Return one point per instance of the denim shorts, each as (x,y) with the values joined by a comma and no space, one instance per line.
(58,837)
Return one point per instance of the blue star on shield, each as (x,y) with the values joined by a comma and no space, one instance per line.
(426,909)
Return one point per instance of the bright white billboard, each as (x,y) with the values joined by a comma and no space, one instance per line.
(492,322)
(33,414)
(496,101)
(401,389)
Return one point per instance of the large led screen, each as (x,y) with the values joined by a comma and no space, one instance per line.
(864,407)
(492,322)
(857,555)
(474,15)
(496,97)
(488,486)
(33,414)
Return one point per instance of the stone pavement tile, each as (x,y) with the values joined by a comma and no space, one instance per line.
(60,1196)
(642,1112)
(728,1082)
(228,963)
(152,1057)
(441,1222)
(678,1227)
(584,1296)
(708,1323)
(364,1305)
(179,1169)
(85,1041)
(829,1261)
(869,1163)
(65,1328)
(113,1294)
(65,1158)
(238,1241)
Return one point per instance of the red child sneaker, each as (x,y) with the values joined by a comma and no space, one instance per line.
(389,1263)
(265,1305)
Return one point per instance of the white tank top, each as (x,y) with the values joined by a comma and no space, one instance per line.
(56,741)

########

#### THE TASK:
Lay out every line of the entries above as a Markdown table with the columns Row and Line. Row holds the row number and Line holds the line's text. Leave out any blank lines.

#### WRITTEN REPLY:
| Row | Line |
|---|---|
| 1 | Return one point per instance of the denim shorts, each as (x,y) with the values joined by a comma and no space, one instance per line. |
| 2 | (58,837) |
| 3 | Return one point per instance of the blue star on shield, each as (x,y) with the values joined by a comma and no space, one instance per line. |
| 4 | (426,909) |
| 5 | Return one point per instance of the bright white billboard, each as (x,y) with the values joined by a comma and no space, one instance per line. |
| 6 | (492,322) |
| 7 | (33,414) |
| 8 | (496,101) |
| 9 | (401,389) |
| 10 | Return one point per instance of the large led screen, each as (x,y) with the values joined by a comma and no space, one instance per line. |
| 11 | (864,407) |
| 12 | (492,322) |
| 13 | (857,555) |
| 14 | (474,15) |
| 15 | (496,97) |
| 16 | (488,486) |
| 17 | (33,414) |
| 18 | Return one point per instance of the stone pavement tile, each as (x,y) with the values joined by a comma and no space, one instance per line. |
| 19 | (60,1196) |
| 20 | (642,1112) |
| 21 | (728,1082) |
| 22 | (228,963) |
| 23 | (152,1057) |
| 24 | (441,1222) |
| 25 | (678,1227) |
| 26 | (584,1296) |
| 27 | (708,1323) |
| 28 | (364,1305) |
| 29 | (179,1169) |
| 30 | (85,1041) |
| 31 | (829,1261) |
| 32 | (869,1163) |
| 33 | (65,1328) |
| 34 | (113,1294) |
| 35 | (65,1158) |
| 36 | (238,1241) |
| 37 | Return one point per instance of the red child sneaker, each as (x,y) with the values joined by a comma and no space, one instance per line. |
| 38 | (389,1263) |
| 39 | (265,1305) |
| 40 | Return one point per instance of the white tank top, each as (x,y) with the values joined by a comma and no space, one instance per line. |
| 41 | (56,741) |